- Also known as: Good Morning Meridian; Meridian Tonight (1993–2013); Meridian News (1993–2013);
- Genre: Regional news
- Directed by: Alison Nice (Head of News) Kim Hewitt (Programme and Digital Editor)
- Presented by: Sangeeta Bhabra Matt Teale
- Countries of origin: England, United Kingdom
- Original language: English

Production
- Production locations: Whiteley, Hampshire, England
- Camera setup: Multi-camera
- Running time: 29 minutes (18:00 broadcast)
- Production company: ITV Meridian

Original release
- Network: ITV1 (ITV Meridian)
- Release: 4 January 1993 – present

Related
- ITV News; ITV Weather; The Last Word; Coast to Coast (1982–1992);

= ITV News Meridian =

ITV News Meridian is a British television news service broadcast and produced by ITV Meridian. The news service is produced and broadcast from ITV Meridian's studios in Whiteley, near Fareham with reporters also based at bureaux in Didcot, Brighton and Maidstone.

The service transmits to a coverage area across three sub-regions in the South and South East of England.
- South: serving central and eastern Dorset, the Isle of Wight, the majority of West Sussex, the Brighton & Hove coastal conurbation of East Sussex, southern Hampshire and southern Wiltshire and parts of Surrey.
- South East: serving East Sussex, Kent, southern Essex and parts of West Sussex and Surrey.
- Thames Valley: serving Berkshire, Oxfordshire, western and central Buckinghamshire, northern Hampshire, northern Wiltshire and parts of Surrey, Gloucestershire and Northamptonshire.

Freesat and Sky viewers in Brighton can receive either Meridian South or Meridian South East region on channel 103 as default via the depending postcode. This means that the city's news, sport and weather is covered by both sub-regional programmes.

Its main competitors are BBC South's main evening programme BBC South Today in the South and Thames Valley regions; and BBC South East's main evening programme BBC South East Today in the South East region.

◆ **Data excerpts**
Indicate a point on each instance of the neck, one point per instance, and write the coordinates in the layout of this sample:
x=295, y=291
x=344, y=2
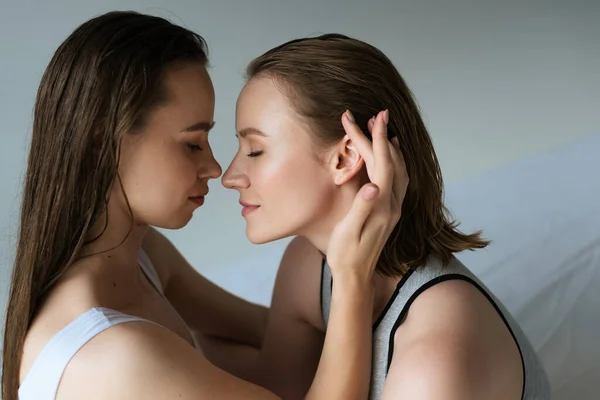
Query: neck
x=117, y=240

◆ **Actions to take**
1) Please answer these questions about the ITV News Meridian text, one answer per line, marked (a), (b) and (c):
(a) Where are the service's studios?
(b) On which channel can Freesat and Sky viewers in Brighton receive Meridian South or Meridian South East?
(c) What is the running time of the 18:00 broadcast?
2) Carry on the ITV News Meridian article from its last sentence.

◆ **Set of answers**
1)
(a) Whiteley, near Fareham
(b) Channel 103
(c) 29 minutes

2)
The programme is currently EDF Programme of the Year for London and the South East (for coverage of the 70th anniversary of D-Day) and the Royal Television Society's Southern Centre Programme of the Year (for coverage of the Eastbourne Pier fire)

==History==

===January 1993 – December 2006===
Meridian's flagship regional news programme was launched as Meridian Tonight on 4 January 1993 – three days after Meridian replaced Television South.

Three sub-regional editions of the programme were broadcast simultaneously, from studios in Southampton, Maidstone, and Newbury. The three original sub-regional services for Meridian News/Tonight were:
- South, based in Southampton before moving to Whiteley in 2004.
- East (now South East), based in Maidstone before moving to an industrial estate near New Hythe in 1994. The news gathering operation was moved back to The Maidstone Studios in 2004, though studio production moved to Meridian's new Whiteley base at the same time.
- West (now Thames Valley), based in Newbury. Studio production moved to Southampton in 2001.

Meridian's first Controller of News was Jim Raven, who had previously been the Editor for the South East edition of TVS's Coast to Coast.

Three regional editors (later heads of news) were appointed to run each of the three news sub-regions:
- South: Andy Cooper, former editor of Coast to Coast South
- East: Mark Southgate, former producer of Coast to Coast South East
- West: Robin Britton, who had been the deputy-editor of the Meridian South programme. TVS had done a short Thames Valley opt, launched in 1990.

Meridian South went on air with Fred Dinenage (TVS & Southern) and Debbie Thrower (TVS & BBC), the South East anchors were Mike Debens (TVS) and Alison Holloway (Sky, HTV West) and in the Thames Valley, Andy Craig (Central) partnered with Mai Davies (TVS & HTV Wales). Carl Tyler did the weather for Thames Valley and South and Ron Lobeck was also retained for the South East forecasts.

Robin Britton recruited programme producer Paul Erlam and transport correspondent Mike Pearse (Thames News), along with Alison Black (Channel 4 Daily) and Peter Brookes (TV-am).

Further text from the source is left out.